Task objective:
Show each line in the records below that contains the word "stone", copied in full and unchanged.

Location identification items
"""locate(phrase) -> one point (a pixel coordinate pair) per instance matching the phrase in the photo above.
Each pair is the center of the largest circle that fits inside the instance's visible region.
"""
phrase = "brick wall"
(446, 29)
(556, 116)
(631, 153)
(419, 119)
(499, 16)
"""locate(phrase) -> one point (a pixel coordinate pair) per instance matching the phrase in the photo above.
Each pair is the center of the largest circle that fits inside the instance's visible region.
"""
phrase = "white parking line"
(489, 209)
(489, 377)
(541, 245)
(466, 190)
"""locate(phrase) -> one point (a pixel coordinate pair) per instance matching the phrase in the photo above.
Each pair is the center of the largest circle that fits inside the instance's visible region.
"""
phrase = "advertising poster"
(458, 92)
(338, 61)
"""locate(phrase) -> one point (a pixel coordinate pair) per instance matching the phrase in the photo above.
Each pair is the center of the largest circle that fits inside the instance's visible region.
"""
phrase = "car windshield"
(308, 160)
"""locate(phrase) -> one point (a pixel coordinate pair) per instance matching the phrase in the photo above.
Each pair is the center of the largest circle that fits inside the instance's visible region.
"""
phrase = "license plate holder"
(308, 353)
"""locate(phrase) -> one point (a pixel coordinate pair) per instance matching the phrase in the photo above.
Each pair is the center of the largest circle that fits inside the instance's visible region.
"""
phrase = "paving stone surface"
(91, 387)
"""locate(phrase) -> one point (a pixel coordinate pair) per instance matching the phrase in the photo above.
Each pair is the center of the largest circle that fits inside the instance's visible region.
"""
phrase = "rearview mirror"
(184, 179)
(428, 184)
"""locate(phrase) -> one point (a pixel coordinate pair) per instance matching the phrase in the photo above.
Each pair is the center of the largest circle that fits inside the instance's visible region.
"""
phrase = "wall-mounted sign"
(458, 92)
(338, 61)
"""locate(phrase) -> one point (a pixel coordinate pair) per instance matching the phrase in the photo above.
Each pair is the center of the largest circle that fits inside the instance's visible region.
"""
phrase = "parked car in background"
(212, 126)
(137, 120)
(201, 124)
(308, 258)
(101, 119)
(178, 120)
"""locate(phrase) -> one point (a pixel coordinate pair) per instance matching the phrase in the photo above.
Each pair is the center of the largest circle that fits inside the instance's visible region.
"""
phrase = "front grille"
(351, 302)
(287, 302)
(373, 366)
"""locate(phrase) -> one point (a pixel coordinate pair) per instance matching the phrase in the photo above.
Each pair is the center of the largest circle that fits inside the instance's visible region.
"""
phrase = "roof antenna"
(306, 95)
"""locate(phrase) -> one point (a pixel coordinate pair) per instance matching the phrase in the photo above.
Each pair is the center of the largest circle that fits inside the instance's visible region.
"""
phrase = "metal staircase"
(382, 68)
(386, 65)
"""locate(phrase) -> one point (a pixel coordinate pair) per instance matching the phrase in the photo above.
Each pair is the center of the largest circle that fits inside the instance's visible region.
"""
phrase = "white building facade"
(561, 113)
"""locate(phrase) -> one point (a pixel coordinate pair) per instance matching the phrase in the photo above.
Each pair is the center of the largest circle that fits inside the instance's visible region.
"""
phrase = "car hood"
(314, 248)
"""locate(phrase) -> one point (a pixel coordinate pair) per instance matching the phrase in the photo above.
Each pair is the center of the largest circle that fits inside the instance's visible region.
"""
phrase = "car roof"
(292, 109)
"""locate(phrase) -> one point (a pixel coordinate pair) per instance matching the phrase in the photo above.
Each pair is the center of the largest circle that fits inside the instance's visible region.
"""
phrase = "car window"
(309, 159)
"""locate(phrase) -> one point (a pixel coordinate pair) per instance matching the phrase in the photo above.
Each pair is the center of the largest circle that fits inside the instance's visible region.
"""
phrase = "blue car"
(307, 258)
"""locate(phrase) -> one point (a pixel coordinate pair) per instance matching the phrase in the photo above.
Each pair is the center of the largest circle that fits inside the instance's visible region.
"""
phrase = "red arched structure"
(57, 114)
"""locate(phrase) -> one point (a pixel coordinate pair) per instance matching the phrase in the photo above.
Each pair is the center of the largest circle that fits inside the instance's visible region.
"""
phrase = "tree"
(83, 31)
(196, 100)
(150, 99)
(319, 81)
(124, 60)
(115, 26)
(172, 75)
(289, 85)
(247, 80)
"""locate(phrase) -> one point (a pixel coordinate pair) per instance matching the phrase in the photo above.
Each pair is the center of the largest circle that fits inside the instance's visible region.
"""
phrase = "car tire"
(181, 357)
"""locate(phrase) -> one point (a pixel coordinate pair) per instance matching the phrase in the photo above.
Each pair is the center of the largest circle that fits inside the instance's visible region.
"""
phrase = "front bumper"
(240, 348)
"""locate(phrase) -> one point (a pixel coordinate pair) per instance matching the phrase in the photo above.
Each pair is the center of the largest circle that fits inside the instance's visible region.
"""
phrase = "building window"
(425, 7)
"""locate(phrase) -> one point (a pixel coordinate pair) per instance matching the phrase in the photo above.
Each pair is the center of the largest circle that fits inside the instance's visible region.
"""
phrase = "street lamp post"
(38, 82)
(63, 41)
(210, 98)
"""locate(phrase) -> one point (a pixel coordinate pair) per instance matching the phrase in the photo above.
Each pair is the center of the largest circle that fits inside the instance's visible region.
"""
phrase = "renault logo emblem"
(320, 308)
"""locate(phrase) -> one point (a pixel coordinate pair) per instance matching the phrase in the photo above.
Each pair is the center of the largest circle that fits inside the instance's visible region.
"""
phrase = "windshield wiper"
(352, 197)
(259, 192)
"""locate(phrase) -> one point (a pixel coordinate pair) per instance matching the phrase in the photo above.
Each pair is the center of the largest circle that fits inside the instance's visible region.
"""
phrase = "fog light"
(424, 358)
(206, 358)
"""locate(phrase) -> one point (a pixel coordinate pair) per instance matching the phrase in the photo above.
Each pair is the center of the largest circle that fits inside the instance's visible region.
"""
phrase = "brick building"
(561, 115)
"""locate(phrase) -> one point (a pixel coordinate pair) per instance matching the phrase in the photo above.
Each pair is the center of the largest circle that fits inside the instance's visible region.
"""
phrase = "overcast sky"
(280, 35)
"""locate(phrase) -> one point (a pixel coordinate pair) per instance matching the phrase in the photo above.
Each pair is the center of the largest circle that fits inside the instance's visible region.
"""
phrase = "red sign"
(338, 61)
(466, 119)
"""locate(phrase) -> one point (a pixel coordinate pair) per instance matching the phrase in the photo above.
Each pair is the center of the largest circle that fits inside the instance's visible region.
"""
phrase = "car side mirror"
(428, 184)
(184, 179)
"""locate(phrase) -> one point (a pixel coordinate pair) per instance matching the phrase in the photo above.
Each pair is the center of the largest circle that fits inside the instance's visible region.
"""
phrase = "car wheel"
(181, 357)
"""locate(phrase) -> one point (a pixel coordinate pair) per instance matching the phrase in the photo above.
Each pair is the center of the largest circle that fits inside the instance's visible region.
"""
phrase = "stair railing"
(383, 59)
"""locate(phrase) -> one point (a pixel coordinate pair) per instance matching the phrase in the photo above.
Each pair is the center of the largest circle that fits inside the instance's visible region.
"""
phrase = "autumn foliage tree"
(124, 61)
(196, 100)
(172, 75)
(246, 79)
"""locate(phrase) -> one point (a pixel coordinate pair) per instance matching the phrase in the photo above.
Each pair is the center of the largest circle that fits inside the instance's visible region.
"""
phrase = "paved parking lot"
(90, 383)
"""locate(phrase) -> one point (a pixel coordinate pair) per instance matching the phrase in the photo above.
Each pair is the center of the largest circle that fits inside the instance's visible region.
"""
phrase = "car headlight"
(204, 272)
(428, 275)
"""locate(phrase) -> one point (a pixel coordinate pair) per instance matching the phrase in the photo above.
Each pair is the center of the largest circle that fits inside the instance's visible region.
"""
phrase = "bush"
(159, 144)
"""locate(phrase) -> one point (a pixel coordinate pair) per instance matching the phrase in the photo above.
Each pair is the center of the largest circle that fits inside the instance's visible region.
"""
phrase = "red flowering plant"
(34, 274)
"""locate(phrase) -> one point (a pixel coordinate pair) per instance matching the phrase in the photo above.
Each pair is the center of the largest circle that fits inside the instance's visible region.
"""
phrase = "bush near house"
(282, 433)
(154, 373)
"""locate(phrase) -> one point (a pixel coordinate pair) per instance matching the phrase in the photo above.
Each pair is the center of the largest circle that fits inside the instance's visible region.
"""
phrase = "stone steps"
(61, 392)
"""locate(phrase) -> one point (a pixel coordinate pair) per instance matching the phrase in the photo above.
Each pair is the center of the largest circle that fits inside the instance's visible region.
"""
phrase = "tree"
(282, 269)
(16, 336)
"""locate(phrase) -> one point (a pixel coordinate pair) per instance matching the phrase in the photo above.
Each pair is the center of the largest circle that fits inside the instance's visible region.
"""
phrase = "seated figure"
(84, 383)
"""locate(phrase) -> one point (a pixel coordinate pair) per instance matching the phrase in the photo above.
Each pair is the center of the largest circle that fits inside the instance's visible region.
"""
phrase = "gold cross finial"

Task solution:
phrase = "paving stone surface"
phrase = "stone steps"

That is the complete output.